▶ _Texto apresentado_:
= = = =
Na ruas de Samaria, Barzilai (nome fictício) fez grandes amigos. Sua liderança nata o destacava entre seus pares. Sua alegria e disposição enchiam o coração de seus pais e irmãos de orgulho. Grande era a expectativa com relação ao futuro do menino. Mesmo que não fosse possível seu alistamento para uma futura possível força militar, outras profissões poderiam ser aprendidas facilmente por ele. Mas o destino havia-lhe preparado uma peça. O futuro não lhe seria propício. Seu corpo sofreria daquela que, à época, era a pior doença que um filho de Abraão poderia desenvolver. No início, apenas algumas manchas na sua pele bronzeada pelo forte sol que brilhava sobre o monte Hebrom, depois as lesões nas articulações e juntas indicavam algo muito grave. A lepra aos poucos tomava conta de todo seu corpo longo e esbelto e com ela a esperança de um grande futuro se esvaía.

Como todos os que sofriam desta doença terrível, Barzilai foi afastado de sua família e colocado em cavernas que ficavam nos arredores da cidade. Ali, com muitos outros leprosos, aguardava o fim de sua vida. Aquela enfermidade era incurável. Naquele ambiente, conviviam também muitos homens e mulheres acometidos de outras doenças. Juntos, eram a escória da sociedade. Ninguém ousava chegar perto deles. O mal cheiro e a fome eram seus únicos companheiros. Mas era a vergonha a maior das dores. Até aquele dia...Bendito dia aquele de poucas nuvens no céu, porém iluminado por raios que pareciam dizer que algo muito especial estaria por acontecer quando um rabino, já famoso por aquelas terras, passaria pela Galileia e aldeias de Samaria em direção à Jerusalém. E por onde ele passava, deixava um rastro de milagres.
= = = =
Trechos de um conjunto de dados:
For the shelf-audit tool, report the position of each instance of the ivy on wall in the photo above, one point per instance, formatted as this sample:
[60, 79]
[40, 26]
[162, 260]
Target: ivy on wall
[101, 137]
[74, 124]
= = = =
▶ _O que fazer_:
a: No texto sobre Barzilai, para onde ele foi levado depois de ser afastado da família?
b: Transcreva, do texto sobre Barzilai, o trecho que se inicia com as palavras "Na ruas de Samaria, Barzilai" e vai até "futuro se esvaía.".

▶ _Respostas numeradas_:
a: Para cavernas que ficavam nos arredores da cidade.

b:
Na ruas de Samaria, Barzilai (nome fictício) fez grandes amigos. Sua liderança nata o destacava entre seus pares. Sua alegria e disposição enchiam o coração de seus pais e irmãos de orgulho. Grande era a expectativa com relação ao futuro do menino. Mesmo que não fosse possível seu alistamento para uma futura possível força militar, outras profissões poderiam ser aprendidas facilmente por ele. Mas o destino havia-lhe preparado uma peça. O futuro não lhe seria propício. Seu corpo sofreria daquela que, à época, era a pior doença que um filho de Abraão poderia desenvolver. No início, apenas algumas manchas na sua pele bronzeada pelo forte sol que brilhava sobre o monte Hebrom, depois as lesões nas articulações e juntas indicavam algo muito grave. A lepra aos poucos tomava conta de todo seu corpo longo e esbelto e com ela a esperança de um grande futuro se esvaía.